[Stored dataset items]
****************

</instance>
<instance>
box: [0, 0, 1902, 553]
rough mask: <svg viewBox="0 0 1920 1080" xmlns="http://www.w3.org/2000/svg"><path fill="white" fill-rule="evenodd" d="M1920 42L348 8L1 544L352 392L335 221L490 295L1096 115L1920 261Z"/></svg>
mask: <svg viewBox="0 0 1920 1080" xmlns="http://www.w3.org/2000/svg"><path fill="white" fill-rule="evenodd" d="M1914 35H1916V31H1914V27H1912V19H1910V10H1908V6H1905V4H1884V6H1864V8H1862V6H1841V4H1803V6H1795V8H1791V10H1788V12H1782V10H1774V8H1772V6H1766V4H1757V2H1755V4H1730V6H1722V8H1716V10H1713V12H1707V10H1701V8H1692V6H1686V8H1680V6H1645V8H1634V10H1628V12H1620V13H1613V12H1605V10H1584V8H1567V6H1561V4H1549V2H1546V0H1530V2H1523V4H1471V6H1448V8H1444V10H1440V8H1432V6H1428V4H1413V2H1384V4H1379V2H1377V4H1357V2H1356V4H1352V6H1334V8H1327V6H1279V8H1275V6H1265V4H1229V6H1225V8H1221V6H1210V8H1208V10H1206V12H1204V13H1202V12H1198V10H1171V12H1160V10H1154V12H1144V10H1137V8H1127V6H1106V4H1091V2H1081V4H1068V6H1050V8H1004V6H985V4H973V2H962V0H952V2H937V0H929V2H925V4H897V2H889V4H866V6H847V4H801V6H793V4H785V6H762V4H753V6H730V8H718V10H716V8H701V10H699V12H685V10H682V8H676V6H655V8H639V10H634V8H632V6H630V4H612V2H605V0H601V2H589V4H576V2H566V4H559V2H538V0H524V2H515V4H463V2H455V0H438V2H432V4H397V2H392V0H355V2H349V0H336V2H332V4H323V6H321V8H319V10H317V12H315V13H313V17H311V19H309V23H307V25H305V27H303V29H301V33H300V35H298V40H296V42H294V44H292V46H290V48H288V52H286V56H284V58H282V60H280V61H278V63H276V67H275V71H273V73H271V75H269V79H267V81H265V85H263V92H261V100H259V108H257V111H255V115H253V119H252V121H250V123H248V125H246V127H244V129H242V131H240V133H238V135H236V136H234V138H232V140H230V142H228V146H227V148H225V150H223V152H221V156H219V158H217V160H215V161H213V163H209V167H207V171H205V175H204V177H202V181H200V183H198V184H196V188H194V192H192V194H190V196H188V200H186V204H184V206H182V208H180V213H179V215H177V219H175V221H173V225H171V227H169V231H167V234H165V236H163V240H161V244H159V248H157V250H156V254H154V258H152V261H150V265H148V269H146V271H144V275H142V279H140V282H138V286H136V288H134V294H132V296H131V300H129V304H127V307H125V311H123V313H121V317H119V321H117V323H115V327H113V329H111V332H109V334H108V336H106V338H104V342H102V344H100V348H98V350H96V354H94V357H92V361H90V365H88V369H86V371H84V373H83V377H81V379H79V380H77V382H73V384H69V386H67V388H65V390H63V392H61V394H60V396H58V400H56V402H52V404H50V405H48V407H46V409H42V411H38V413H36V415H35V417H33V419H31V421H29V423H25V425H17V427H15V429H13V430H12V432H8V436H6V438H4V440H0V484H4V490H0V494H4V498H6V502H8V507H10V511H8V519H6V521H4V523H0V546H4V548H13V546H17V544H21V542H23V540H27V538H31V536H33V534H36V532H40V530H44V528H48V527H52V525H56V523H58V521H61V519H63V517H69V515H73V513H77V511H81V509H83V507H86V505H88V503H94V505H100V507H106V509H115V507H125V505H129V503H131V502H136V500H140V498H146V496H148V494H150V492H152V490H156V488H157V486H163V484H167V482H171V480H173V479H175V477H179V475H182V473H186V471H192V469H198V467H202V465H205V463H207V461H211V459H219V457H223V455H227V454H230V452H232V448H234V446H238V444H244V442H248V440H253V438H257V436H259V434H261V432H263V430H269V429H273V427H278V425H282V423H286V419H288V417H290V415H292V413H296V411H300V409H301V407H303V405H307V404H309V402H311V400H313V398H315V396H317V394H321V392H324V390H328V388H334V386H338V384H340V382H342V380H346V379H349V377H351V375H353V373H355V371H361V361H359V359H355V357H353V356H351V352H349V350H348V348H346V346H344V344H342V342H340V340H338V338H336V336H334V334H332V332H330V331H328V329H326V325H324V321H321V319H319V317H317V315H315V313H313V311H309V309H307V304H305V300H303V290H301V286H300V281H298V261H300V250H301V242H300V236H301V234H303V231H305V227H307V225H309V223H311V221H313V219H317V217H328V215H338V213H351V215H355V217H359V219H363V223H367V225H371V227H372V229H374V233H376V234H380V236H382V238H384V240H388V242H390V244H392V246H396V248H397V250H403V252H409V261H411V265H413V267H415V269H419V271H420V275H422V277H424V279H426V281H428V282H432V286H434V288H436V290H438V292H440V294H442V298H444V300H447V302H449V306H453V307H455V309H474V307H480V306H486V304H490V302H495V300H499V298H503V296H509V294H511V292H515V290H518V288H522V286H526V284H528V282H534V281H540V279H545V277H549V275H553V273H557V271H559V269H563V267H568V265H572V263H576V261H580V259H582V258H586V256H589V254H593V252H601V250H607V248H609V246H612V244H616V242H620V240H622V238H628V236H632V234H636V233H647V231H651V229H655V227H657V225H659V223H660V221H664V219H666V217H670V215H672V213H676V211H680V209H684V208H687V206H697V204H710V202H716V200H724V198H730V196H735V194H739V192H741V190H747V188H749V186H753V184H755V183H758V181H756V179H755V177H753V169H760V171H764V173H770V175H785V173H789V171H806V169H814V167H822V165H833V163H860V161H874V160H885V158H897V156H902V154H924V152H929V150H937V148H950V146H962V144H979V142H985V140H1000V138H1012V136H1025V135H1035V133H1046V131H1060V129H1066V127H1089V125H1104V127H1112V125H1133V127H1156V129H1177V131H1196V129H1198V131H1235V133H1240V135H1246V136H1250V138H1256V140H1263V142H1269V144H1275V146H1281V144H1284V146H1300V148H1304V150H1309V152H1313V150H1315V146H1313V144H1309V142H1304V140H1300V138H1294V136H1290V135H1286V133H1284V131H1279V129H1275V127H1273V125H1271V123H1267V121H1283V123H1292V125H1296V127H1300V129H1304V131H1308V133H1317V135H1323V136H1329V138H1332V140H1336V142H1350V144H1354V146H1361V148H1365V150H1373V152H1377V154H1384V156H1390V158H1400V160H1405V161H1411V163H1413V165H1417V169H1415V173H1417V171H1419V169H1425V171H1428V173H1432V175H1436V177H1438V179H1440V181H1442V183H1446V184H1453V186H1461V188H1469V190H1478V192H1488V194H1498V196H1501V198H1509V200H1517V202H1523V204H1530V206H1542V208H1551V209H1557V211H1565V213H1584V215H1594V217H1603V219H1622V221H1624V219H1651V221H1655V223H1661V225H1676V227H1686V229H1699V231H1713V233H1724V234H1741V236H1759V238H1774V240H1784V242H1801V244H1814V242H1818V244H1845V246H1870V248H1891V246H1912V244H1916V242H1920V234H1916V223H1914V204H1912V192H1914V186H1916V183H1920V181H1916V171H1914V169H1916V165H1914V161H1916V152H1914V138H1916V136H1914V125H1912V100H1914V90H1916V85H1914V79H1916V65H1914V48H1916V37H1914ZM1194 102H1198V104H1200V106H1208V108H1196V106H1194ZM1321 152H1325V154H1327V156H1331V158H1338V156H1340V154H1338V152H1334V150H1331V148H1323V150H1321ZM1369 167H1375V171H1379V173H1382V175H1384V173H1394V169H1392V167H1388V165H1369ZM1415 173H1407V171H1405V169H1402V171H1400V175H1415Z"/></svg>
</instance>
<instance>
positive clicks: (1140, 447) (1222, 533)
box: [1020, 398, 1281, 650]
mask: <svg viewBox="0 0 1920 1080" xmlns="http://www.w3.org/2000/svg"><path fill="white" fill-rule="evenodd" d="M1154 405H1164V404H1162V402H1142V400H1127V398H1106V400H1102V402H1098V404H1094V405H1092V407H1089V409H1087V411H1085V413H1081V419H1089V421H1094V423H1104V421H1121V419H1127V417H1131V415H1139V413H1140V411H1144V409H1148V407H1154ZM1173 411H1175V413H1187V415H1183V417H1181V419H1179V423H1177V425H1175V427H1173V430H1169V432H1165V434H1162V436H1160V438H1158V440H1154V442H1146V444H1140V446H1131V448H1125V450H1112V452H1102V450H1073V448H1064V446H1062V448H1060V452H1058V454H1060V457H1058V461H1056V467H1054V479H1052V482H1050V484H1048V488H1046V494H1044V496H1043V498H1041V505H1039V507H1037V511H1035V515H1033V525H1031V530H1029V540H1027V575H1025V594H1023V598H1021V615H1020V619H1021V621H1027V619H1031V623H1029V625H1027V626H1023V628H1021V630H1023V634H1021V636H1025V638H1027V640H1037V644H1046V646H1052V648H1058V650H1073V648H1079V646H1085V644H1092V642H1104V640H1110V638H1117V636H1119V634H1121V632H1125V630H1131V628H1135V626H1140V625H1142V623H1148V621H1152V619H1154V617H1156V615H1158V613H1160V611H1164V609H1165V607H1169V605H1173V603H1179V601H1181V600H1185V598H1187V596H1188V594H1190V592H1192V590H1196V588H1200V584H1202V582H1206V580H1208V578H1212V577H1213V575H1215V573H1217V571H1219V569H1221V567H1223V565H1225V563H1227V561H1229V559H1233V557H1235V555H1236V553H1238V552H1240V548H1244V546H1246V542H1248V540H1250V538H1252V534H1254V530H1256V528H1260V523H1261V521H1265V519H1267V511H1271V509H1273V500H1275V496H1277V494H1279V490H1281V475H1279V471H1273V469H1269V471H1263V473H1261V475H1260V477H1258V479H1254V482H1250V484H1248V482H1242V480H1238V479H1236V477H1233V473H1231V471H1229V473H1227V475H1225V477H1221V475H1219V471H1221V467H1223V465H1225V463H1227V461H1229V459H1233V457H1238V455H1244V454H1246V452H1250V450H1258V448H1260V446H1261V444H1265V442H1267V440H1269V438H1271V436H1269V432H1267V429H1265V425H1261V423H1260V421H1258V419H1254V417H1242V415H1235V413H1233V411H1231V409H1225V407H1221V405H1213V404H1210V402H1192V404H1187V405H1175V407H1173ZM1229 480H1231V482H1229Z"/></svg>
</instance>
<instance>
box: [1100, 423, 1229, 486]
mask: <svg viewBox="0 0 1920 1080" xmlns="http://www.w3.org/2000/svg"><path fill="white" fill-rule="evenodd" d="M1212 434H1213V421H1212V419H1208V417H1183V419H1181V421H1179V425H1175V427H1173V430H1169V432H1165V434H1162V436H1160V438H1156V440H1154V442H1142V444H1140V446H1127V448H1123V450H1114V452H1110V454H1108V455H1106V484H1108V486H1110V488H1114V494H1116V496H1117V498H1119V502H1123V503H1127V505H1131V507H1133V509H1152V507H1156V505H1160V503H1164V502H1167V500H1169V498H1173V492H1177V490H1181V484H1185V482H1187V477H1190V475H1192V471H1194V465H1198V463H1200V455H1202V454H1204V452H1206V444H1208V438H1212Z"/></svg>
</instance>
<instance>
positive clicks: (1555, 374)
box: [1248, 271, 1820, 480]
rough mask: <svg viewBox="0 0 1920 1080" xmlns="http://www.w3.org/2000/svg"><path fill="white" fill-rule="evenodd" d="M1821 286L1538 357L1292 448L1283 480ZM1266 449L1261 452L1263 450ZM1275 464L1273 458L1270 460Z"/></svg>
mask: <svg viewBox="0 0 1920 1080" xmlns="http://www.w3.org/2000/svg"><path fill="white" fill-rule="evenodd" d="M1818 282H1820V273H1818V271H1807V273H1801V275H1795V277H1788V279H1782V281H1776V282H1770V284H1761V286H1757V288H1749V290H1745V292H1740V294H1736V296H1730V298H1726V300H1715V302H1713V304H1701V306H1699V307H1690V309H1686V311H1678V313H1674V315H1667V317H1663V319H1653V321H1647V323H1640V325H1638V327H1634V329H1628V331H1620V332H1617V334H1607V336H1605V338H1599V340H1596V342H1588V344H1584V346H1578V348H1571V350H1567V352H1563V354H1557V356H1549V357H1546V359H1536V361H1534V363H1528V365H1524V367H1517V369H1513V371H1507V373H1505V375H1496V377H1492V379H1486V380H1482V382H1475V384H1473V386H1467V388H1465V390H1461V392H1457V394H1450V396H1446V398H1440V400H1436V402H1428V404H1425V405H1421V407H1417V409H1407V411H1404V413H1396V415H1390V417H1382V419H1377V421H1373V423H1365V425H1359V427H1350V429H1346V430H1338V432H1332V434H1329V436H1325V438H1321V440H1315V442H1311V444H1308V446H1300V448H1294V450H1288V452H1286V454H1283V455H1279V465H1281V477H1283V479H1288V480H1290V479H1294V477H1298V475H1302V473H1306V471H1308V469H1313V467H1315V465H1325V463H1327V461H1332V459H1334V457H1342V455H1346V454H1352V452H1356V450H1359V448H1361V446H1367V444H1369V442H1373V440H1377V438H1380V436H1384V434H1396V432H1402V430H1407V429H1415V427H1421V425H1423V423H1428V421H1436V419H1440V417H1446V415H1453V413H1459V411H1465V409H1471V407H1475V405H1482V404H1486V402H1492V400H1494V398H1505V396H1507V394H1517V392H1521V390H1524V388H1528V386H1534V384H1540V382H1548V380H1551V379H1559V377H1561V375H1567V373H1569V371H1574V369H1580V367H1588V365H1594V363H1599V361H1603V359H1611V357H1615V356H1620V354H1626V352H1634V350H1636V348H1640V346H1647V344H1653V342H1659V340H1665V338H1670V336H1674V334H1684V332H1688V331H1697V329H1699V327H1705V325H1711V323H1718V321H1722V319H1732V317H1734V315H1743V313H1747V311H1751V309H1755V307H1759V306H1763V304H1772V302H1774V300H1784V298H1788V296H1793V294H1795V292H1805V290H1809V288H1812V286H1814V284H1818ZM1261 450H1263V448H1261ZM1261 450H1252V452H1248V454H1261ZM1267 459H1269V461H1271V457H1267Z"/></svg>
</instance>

****************

- _PROBLEM TO SOLVE_: Turn the entries into a numbered list, starting at the very first line and ending at the line that contains "42L348 8L1 544L352", with blank lines left out.

- _SOLVED PROBLEM_:
1. </instance>
2. <instance>
3. box: [0, 0, 1902, 553]
4. rough mask: <svg viewBox="0 0 1920 1080" xmlns="http://www.w3.org/2000/svg"><path fill="white" fill-rule="evenodd" d="M1920 42L348 8L1 544L352 392L335 221L490 295L1096 115L1920 261Z"/></svg>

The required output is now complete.